◆ **JOB**:
How many lines in the records below contain the string "jacket"? Case counts. Give only the number.

====

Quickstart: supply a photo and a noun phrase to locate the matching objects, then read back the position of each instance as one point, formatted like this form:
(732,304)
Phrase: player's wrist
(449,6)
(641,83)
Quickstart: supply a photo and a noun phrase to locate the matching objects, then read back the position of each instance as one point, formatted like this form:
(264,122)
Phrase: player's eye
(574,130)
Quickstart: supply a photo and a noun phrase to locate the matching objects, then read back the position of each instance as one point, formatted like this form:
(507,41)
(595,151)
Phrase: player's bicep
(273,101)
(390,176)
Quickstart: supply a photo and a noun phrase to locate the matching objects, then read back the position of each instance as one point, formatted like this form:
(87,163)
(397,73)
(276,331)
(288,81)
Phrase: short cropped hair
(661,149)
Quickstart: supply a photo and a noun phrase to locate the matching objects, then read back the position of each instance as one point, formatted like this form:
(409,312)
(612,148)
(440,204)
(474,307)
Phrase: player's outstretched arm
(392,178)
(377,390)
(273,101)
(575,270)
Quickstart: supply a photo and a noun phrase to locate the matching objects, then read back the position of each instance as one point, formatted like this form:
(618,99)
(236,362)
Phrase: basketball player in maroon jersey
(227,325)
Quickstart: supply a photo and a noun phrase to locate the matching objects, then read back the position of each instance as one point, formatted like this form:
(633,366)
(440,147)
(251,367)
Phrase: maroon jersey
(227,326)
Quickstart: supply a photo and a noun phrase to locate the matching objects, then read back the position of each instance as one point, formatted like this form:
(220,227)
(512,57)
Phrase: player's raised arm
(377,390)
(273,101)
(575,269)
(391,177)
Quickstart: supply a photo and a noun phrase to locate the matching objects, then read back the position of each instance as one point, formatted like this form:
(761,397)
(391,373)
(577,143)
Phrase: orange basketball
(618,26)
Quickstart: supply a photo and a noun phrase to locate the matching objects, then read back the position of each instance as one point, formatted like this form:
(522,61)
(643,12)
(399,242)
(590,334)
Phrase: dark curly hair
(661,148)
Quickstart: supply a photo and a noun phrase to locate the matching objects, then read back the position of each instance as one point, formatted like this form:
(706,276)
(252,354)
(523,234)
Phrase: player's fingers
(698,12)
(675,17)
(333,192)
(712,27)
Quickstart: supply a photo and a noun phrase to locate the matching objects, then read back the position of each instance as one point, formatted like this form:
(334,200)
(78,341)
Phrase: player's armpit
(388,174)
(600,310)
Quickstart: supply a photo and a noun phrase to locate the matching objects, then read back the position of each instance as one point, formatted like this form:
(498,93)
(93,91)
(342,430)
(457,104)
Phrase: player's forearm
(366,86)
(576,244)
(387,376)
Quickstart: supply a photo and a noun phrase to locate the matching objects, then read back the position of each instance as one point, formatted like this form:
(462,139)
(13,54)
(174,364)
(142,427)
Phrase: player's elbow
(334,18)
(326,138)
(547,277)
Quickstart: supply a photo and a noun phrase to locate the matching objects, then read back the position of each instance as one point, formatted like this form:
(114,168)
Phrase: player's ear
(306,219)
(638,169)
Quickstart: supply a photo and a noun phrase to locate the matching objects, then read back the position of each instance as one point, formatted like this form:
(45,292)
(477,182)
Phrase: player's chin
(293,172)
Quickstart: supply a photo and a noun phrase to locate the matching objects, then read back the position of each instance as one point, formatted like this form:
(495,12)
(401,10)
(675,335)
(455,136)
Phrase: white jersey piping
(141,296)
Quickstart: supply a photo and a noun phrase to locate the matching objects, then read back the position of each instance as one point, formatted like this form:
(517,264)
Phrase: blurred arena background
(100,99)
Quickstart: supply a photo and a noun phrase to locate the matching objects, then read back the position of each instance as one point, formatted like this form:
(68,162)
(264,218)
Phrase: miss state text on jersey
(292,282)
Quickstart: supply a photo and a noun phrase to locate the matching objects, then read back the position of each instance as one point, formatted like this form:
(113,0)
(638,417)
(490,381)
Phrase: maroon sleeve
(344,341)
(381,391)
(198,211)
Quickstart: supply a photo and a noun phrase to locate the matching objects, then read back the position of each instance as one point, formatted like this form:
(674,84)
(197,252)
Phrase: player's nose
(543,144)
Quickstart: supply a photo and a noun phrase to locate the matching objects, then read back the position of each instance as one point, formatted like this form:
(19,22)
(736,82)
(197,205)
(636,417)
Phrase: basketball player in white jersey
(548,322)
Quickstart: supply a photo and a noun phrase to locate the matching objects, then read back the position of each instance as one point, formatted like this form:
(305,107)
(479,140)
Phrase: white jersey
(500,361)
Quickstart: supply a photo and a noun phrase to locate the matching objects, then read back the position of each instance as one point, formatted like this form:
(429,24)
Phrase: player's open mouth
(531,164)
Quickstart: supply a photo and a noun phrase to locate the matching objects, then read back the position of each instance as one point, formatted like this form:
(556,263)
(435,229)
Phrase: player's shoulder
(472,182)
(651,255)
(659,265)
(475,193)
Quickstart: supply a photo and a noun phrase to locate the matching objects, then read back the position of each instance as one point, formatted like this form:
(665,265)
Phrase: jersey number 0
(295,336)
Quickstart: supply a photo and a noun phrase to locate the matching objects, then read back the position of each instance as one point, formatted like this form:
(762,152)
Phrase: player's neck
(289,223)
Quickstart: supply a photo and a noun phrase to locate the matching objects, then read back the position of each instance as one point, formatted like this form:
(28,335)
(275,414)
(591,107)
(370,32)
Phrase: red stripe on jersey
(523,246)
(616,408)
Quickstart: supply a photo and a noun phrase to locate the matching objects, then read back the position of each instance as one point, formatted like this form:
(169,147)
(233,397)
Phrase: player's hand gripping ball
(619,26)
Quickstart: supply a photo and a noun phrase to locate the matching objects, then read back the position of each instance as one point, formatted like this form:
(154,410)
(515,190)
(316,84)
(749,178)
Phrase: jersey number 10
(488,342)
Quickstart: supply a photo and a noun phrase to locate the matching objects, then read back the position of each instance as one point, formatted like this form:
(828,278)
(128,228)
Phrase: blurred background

====

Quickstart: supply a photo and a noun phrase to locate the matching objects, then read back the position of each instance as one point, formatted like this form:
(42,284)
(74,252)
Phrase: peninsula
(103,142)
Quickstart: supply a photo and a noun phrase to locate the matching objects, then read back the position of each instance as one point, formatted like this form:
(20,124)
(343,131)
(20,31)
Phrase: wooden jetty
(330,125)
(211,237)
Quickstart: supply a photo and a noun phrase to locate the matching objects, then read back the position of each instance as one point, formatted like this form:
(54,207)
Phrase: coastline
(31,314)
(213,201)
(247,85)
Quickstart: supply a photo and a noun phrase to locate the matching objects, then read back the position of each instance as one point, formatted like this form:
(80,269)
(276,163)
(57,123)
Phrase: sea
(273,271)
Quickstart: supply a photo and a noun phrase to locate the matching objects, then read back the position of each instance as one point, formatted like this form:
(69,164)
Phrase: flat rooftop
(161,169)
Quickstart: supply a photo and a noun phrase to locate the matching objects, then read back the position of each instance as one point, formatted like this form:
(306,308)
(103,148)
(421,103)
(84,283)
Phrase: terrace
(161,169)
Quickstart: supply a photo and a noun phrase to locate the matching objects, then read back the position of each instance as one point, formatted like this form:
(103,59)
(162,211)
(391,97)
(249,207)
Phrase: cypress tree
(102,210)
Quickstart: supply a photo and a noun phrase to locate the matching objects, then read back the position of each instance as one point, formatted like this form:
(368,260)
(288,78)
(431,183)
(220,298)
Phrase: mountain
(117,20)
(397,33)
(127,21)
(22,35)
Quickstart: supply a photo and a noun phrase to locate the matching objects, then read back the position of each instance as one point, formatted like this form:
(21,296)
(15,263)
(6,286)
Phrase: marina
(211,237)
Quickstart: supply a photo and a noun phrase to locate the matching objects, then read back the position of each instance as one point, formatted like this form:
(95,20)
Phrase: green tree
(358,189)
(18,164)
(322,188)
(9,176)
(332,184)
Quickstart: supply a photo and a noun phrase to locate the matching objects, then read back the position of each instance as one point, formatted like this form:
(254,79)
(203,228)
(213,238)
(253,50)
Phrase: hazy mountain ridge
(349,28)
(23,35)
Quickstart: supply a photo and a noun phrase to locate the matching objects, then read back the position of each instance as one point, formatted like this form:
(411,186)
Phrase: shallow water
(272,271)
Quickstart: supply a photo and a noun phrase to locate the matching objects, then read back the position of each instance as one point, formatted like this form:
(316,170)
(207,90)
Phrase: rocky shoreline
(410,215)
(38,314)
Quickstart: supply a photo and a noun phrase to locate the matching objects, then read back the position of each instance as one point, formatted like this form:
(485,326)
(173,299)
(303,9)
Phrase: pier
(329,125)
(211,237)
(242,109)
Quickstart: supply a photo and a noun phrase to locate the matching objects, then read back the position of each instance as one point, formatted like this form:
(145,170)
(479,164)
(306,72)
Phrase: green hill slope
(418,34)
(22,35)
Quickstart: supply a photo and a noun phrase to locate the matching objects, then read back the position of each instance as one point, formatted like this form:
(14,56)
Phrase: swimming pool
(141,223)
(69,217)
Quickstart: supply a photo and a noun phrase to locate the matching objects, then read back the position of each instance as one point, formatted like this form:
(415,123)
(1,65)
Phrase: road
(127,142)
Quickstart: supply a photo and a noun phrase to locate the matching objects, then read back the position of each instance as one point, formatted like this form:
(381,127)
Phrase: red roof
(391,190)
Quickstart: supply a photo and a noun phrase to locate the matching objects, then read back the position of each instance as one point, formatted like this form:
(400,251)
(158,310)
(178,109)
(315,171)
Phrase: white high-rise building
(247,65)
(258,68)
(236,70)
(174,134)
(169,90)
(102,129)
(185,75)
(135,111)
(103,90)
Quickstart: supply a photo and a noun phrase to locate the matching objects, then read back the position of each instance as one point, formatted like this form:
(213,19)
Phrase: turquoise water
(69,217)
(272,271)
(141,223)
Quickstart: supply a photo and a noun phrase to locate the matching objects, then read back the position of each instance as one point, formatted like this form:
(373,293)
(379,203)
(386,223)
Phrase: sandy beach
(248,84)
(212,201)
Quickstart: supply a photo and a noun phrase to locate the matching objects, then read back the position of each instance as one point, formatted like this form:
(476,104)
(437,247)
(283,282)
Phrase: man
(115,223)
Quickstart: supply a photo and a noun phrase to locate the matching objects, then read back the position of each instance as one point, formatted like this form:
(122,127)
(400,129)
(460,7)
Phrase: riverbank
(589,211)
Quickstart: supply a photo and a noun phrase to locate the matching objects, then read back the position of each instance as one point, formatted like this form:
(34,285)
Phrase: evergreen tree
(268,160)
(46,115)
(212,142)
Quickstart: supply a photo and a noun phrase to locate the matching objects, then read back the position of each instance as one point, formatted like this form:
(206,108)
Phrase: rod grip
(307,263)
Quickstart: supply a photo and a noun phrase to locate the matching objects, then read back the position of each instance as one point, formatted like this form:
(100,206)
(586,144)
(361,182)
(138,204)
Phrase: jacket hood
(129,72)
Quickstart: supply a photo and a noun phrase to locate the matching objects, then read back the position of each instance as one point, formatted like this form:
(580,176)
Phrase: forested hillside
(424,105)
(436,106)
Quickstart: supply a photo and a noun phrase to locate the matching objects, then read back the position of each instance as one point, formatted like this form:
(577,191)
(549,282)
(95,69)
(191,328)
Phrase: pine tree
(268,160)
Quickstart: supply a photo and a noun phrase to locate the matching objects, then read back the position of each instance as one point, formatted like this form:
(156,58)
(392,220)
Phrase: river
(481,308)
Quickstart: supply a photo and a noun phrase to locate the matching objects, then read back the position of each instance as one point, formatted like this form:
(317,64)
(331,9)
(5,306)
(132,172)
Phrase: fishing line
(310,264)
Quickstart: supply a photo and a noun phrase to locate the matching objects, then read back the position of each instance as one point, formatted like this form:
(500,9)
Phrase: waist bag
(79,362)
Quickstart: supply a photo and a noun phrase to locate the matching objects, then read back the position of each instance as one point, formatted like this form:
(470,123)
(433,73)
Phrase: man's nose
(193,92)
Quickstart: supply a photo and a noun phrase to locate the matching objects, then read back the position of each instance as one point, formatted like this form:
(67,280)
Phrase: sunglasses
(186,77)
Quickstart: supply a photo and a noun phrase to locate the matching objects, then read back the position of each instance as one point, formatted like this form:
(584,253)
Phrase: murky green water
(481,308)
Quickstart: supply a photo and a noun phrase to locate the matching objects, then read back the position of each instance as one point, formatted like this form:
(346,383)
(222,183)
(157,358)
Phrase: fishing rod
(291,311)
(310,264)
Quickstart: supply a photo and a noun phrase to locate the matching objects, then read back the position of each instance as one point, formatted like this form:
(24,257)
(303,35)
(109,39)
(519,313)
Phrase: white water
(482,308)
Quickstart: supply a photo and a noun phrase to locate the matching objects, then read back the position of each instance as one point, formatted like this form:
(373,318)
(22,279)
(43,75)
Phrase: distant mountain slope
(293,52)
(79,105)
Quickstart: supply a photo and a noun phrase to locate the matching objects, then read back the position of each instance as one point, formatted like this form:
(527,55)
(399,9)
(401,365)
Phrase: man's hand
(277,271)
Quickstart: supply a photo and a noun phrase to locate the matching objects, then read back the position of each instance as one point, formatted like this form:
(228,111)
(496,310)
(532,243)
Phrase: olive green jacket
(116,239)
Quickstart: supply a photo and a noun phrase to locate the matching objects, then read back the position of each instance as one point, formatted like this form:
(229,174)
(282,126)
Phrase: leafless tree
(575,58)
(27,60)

====

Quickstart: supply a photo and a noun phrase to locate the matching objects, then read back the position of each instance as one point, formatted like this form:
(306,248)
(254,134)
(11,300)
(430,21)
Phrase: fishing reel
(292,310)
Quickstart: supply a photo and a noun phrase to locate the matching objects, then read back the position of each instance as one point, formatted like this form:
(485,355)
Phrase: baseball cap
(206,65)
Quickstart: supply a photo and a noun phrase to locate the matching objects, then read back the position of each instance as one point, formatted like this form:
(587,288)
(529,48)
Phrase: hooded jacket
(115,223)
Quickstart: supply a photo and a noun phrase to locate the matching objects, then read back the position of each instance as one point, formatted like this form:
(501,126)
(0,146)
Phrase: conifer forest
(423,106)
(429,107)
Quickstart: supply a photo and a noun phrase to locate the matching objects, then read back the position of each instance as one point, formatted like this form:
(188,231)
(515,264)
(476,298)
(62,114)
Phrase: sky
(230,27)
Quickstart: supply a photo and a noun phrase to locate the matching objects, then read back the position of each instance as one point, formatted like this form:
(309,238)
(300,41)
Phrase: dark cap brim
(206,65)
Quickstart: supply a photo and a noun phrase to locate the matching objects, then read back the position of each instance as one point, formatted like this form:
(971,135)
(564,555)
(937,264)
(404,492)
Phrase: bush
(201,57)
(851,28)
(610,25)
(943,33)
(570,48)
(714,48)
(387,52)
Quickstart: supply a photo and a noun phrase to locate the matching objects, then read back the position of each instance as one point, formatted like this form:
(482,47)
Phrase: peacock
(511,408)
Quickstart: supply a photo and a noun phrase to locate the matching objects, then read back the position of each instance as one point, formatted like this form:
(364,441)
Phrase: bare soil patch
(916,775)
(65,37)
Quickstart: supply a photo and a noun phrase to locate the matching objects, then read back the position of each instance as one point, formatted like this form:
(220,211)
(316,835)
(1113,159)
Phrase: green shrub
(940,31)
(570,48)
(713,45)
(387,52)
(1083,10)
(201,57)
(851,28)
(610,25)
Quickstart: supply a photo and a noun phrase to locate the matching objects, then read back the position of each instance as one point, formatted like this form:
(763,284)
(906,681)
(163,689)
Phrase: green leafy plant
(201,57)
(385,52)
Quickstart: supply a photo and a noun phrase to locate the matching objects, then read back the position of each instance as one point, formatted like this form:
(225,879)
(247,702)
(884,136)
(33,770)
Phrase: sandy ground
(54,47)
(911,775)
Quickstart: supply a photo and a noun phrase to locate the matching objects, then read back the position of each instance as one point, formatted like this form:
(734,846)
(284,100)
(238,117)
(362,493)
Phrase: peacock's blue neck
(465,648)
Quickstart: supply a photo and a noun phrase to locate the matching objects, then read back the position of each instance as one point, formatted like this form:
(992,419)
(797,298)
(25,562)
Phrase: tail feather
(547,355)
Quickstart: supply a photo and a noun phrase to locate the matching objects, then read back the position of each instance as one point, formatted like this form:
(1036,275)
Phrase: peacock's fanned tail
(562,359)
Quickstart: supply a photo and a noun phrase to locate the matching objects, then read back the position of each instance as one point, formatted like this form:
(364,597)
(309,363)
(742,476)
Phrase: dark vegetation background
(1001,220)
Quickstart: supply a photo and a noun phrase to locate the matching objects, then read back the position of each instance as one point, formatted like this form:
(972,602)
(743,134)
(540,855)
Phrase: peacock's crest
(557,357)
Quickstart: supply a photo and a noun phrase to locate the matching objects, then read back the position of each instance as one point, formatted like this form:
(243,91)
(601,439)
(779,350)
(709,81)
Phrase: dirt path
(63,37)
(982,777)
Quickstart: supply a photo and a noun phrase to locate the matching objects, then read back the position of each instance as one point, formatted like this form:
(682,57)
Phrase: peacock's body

====

◆ **EXERCISE OUTPUT**:
3